What you are asked to do
Show all lines of the entries in which the word "road" is found.

Dataset records
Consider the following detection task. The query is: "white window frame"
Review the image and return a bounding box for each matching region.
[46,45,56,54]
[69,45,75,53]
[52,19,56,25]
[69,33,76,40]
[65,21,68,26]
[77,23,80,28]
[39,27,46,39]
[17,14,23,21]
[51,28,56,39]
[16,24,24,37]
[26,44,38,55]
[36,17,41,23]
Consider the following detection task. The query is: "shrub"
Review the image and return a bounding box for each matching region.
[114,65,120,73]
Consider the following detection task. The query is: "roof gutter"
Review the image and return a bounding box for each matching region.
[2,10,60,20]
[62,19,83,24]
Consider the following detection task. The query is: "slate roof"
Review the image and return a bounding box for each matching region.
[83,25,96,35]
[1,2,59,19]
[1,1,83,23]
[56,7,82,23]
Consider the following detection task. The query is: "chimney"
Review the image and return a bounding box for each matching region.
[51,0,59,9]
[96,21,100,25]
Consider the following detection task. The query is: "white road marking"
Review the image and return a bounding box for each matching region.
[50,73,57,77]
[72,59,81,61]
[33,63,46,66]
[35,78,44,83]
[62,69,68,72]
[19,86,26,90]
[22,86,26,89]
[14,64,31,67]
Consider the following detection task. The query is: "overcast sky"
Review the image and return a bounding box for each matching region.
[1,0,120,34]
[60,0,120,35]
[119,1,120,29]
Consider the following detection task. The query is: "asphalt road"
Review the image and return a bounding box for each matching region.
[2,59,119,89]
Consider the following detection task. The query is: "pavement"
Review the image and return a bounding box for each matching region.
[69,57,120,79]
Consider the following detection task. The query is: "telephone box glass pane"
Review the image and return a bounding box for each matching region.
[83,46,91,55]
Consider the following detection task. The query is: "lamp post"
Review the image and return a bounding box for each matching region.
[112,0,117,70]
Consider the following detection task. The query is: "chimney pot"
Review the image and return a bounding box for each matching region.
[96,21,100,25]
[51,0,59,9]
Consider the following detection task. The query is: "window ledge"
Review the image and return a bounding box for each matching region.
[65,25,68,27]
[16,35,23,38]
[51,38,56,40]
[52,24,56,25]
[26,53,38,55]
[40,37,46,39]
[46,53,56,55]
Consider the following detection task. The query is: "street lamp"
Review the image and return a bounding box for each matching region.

Solution for this exercise
Consider the following detection task. The query is: "white road marking"
Consider the following detection task. The query is: "asphalt road"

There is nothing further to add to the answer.